PROVIDED PASSAGE
════
Ozone, the main ingredient in smog, forms when there’s a chemical reaction between nitrogen oxides and volatile organic compounds in the presence of sunlight. The summer provides the sun, and plenty of sources (automobile exhaust, industrial emissions, and gasoline vapors, among others) provide the rest. New Jersey sits in a perfect storm of air pollution; for the tenth consecutive year, the American Lung Association has given the state failing grades in its State of the Air report, and parts of the Garden State were ranked among the most polluted areas in the country.
════
INPUT
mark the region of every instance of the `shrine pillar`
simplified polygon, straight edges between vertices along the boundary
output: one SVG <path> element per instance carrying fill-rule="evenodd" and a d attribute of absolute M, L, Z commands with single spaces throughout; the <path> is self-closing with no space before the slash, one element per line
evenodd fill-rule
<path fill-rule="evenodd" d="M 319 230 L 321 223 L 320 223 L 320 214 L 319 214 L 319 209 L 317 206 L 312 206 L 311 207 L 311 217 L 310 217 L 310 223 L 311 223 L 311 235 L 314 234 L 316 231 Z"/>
════
THE TASKS
- 1) Answer these about the ozone text:
(a) Which two substances react in sunlight to form ozone?
(b) Which organization gave New Jersey failing grades in its State of the Air report?
(c) For how many consecutive years has New Jersey received those failing grades?
- 2) Recast every line of the records as a JSON list of strings, one string per line, skipping blank lines.

OUTPUTS FOR THE TASKS
- 1)
(a) Nitrogen oxides and volatile organic compounds.
(b) The American Lung Association.
(c) Ten years; this is the tenth consecutive year.

- 2)
[
  "mark the region of every instance of the `shrine pillar`",
  "simplified polygon, straight edges between vertices along the boundary",
  "output: one SVG <path> element per instance carrying fill-rule=\"evenodd\" and a d attribute of absolute M, L, Z commands with single spaces throughout; the <path> is self-closing with no space before the slash, one element per line",
  "evenodd fill-rule",
  "<path fill-rule=\"evenodd\" d=\"M 319 230 L 321 223 L 320 223 L 320 214 L 319 214 L 319 209 L 317 206 L 312 206 L 311 207 L 311 217 L 310 217 L 310 223 L 311 223 L 311 235 L 314 234 L 316 231 Z\"/>"
]